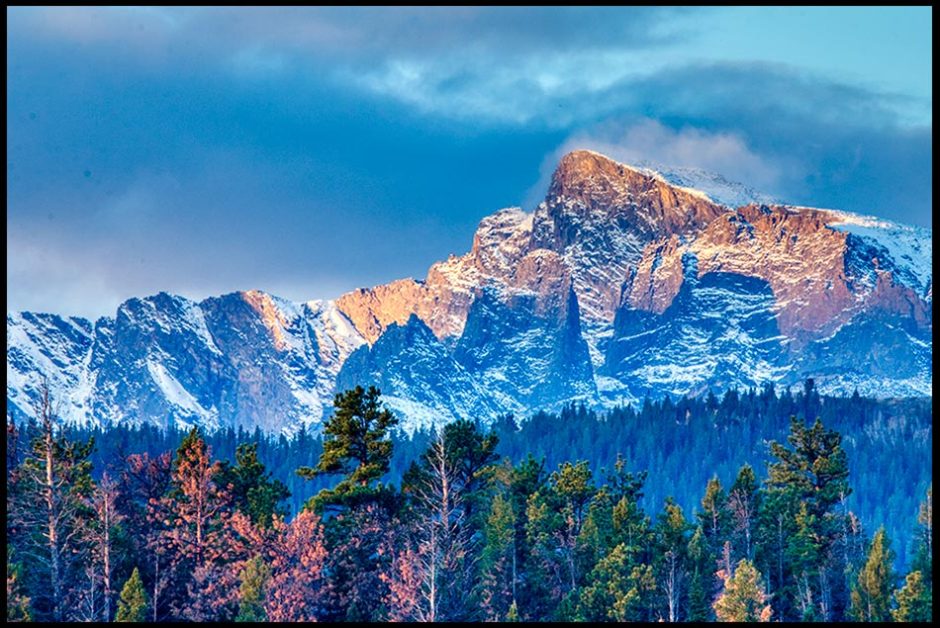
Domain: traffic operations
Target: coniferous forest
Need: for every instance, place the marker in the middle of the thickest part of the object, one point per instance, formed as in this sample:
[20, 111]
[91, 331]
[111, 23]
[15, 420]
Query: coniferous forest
[753, 506]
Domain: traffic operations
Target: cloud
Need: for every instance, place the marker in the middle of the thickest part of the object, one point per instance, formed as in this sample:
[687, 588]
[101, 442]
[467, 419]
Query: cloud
___
◆ Instructions for the task ◆
Should any entry above carry a picture, omit it and repeat everything else word for word.

◆ Written solution ◆
Domain: traffic operations
Target: coniferous forest
Need: for every instance, place the marker in the middle of the thickest part of the object, one point per instance, formed as in this sample:
[20, 111]
[91, 331]
[111, 23]
[15, 420]
Query: coniferous forest
[753, 506]
Domain: traffic operations
Target: cloud
Need: for every instance, place the marker in the middle of the thickest part of the object, one point per instance, formed as in this sample:
[687, 588]
[101, 442]
[467, 419]
Query: cloud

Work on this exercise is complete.